- _TESTO DI RIFERIMENTO_:
# Forum Argomenti di discussione Contenzioso tributario  Termini di prescrizione

## dreamboxita74

Salve volevo sapere quali sono i termini di prescrizione per le dichiarazioni dei redditi Unico 2002 2003 2004 2005, dovrebbe essere cinque anni quindi l'Unico 2002 si prescrive nel 2007 e così dicendo ma leggendo qua è là mi sono venute dei dubbi in merito, sapreste indicarmi dove posso trovare i riferimenti normativi? Grazie.

----------


## danilo sciuto

> Salve volevo sapere quali sono i termini di prescrizione per le dichiarazioni dei redditi Unico 2002 2003 2004 2005, dovrebbe essere cinque anni quindi l'Unico 2002 si prescrive nel 2007 e così dicendo ma leggendo qua è là mi sono venute dei dubbi in merito, sapreste indicarmi dove posso trovare i riferimenti normativi? Grazie.

  Dpr n. 600/73; art. 43 se non ricordo male. 
ciao

----------


## MinisteroFinanze

L'annualit&#224; 2002 &#232; stata interessata dall'ultimo condono.
Per essa la prescrizione &#232; variata rispetto ai termini ordinari.

- _DATI FORNITI_:

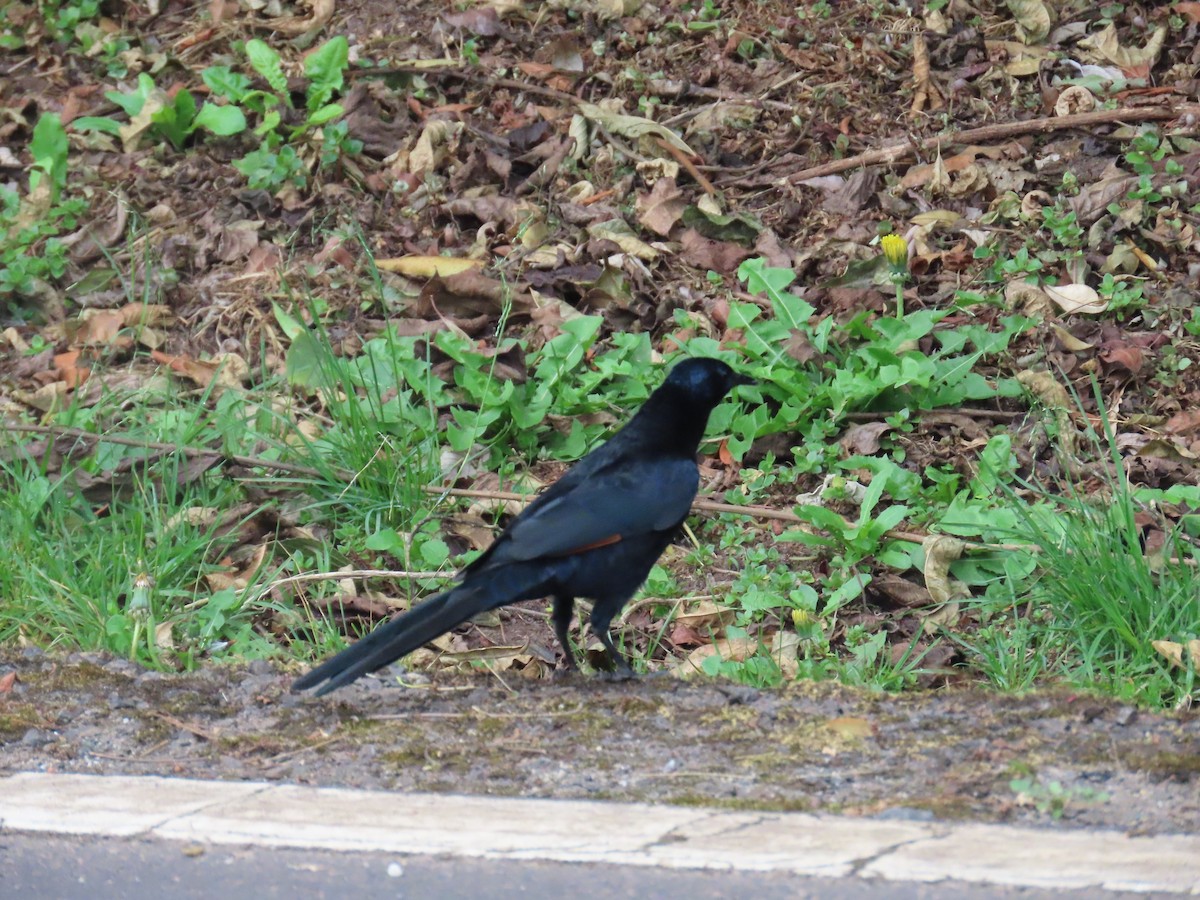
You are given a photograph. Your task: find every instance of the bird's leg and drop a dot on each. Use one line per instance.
(601, 617)
(564, 609)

- _ESERCIZI PROPOSTI_:
A: Ricopia dalla discussione sulla prescrizione il passo da "## danilo sciuto" a "interessata dall'ultimo condono.".
B: Stabilisci se ciascuna affermazione concorda con la discussione sulla prescrizione, rispondendo sì o no e citando testualmente le parole decisive: (i) chi apre la discussione ritiene che il termine dovrebbe essere di cinque anni; (ii) danilo sciuto indica come riferimento il Dpr n. 600/73, art. 43; (iii) secondo MinisteroFinanze, per l'annualità 2002 valgono i termini ordinari.
Basati unicamente sulla discussione sulla prescrizione.

- _SOLUZIONI DEGLI ESERCIZI_:
A:
## danilo sciuto

> Salve volevo sapere quali sono i termini di prescrizione per le dichiarazioni dei redditi Unico 2002 2003 2004 2005, dovrebbe essere cinque anni quindi l'Unico 2002 si prescrive nel 2007 e così dicendo ma leggendo qua è là mi sono venute dei dubbi in merito, sapreste indicarmi dove posso trovare i riferimenti normativi? Grazie.

  Dpr n. 600/73; art. 43 se non ricordo male. 
ciao

----------


## MinisteroFinanze

L'annualit&#224; 2002 &#232; stata interessata dall'ultimo condono.

B:
(i) Sì: "dovrebbe essere cinque anni".
(ii) Sì: "Dpr n. 600/73; art. 43".
(iii) No: "variata rispetto ai termini ordinari".